*** Begin section ***

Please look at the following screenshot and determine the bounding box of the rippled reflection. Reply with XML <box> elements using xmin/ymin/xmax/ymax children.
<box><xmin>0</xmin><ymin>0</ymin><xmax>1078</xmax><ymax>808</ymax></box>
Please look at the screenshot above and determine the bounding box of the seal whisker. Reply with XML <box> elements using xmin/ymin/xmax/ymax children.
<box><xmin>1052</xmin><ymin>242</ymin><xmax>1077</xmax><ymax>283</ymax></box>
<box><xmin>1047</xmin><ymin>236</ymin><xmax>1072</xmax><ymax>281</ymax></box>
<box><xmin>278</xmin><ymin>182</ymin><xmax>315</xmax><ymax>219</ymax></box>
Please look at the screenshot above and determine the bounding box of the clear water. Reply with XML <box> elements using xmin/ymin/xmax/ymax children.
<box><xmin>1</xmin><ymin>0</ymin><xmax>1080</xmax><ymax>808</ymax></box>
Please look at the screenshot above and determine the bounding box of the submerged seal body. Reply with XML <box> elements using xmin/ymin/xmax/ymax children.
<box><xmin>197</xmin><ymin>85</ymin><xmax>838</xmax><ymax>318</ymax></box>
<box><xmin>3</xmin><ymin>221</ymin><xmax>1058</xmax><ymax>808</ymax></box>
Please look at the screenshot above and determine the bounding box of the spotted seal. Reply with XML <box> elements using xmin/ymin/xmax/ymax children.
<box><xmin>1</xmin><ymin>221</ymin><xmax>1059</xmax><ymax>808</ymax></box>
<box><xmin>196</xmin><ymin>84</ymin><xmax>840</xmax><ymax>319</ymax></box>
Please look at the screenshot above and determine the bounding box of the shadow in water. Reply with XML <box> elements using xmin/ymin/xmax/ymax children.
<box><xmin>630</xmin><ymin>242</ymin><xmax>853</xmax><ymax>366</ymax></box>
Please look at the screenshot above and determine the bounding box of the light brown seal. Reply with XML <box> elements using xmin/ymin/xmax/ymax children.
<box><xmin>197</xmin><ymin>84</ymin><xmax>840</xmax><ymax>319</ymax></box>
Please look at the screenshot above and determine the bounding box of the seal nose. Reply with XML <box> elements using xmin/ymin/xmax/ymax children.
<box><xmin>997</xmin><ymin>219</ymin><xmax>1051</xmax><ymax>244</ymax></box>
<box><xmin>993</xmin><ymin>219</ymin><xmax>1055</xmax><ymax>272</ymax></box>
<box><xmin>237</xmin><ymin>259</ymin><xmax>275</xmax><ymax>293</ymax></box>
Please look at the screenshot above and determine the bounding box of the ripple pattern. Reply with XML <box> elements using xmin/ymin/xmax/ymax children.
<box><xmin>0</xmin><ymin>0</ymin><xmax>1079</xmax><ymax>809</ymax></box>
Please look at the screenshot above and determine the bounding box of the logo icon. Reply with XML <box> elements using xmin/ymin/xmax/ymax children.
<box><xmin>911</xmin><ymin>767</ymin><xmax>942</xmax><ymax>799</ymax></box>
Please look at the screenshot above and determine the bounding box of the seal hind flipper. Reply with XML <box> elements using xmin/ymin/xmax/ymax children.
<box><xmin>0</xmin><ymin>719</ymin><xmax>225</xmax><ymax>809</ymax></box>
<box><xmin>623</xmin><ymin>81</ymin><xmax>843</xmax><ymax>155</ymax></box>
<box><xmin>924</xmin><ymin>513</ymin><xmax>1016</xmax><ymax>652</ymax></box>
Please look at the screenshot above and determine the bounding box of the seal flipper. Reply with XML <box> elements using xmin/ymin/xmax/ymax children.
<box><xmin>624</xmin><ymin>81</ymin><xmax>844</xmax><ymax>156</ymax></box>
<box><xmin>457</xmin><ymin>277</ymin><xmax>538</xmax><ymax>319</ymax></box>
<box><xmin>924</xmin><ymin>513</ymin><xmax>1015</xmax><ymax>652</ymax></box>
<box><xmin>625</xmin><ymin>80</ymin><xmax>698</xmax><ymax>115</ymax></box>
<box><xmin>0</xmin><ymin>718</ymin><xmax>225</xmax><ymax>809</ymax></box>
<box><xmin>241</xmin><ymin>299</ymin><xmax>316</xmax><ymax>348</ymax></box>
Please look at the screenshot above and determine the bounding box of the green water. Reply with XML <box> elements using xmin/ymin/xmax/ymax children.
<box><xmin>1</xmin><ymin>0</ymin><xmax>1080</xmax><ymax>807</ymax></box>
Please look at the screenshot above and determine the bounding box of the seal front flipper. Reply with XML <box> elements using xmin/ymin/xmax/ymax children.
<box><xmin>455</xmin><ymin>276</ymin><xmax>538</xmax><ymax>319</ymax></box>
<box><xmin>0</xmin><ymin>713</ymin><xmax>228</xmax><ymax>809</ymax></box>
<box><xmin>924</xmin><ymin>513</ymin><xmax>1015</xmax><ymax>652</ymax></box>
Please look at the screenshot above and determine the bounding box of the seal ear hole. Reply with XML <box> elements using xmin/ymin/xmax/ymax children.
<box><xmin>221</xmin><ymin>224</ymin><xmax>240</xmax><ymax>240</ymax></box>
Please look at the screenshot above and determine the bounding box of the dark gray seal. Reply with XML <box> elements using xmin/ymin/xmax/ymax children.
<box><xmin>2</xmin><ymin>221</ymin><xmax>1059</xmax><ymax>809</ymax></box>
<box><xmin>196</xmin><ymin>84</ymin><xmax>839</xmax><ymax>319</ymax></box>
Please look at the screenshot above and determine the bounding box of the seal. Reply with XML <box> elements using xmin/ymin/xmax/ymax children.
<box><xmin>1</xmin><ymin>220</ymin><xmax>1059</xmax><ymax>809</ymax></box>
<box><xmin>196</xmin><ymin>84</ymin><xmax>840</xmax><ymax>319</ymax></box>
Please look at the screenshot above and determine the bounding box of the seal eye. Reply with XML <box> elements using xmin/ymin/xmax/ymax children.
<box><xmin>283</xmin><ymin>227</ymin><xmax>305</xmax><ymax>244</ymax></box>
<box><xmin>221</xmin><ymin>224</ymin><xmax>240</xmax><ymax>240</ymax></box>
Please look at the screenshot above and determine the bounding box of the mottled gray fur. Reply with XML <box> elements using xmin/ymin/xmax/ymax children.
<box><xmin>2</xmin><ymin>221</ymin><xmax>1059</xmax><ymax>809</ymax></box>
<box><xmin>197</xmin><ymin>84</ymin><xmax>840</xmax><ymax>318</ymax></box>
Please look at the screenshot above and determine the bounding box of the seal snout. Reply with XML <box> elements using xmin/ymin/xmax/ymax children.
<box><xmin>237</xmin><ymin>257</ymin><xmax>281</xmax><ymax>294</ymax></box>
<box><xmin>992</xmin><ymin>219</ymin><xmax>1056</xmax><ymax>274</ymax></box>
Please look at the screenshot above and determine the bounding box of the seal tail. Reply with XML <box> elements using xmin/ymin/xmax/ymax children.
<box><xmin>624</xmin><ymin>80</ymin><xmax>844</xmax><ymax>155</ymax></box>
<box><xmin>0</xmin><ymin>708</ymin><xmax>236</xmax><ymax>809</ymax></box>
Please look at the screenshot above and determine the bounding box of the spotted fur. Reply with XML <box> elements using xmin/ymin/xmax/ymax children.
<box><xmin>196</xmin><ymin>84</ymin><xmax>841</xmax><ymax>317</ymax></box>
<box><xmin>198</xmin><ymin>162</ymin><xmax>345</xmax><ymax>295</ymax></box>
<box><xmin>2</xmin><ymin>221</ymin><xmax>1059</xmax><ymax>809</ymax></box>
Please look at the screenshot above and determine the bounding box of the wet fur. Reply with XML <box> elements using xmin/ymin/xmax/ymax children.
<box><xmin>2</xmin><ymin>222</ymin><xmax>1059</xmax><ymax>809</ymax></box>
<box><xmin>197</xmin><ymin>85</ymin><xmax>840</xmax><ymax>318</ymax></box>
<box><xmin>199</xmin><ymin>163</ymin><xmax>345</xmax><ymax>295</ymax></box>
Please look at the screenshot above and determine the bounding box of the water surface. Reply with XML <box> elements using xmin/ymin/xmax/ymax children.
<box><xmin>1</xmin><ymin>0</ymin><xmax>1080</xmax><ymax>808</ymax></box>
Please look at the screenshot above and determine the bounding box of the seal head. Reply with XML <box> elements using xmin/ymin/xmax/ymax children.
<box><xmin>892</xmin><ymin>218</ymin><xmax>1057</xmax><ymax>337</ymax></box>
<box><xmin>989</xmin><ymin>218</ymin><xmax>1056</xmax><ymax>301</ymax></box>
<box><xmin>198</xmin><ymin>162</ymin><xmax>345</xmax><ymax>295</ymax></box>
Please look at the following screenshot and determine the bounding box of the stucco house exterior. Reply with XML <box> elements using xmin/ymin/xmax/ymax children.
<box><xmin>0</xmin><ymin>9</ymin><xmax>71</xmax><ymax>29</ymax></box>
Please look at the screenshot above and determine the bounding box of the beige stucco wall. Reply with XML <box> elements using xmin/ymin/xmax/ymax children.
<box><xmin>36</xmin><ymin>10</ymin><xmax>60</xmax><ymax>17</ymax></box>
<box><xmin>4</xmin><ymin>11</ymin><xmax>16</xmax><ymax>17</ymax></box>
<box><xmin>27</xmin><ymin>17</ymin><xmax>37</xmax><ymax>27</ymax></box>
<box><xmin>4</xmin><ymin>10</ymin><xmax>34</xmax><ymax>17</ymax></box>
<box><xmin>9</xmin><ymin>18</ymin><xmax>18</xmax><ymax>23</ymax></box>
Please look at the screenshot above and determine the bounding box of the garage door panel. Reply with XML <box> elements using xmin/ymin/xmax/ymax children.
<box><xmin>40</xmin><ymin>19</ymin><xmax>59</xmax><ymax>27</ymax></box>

*** End section ***

_Instructions to follow_.
Copy exactly, with no other lines, the stretch of the material that begins at the line containing "of the garage" and ends at its last line.

_Solution_.
Please look at the screenshot above and determine the bounding box of the garage door panel. Reply with XML <box> elements using xmin/ymin/xmax/ymax children.
<box><xmin>40</xmin><ymin>19</ymin><xmax>59</xmax><ymax>27</ymax></box>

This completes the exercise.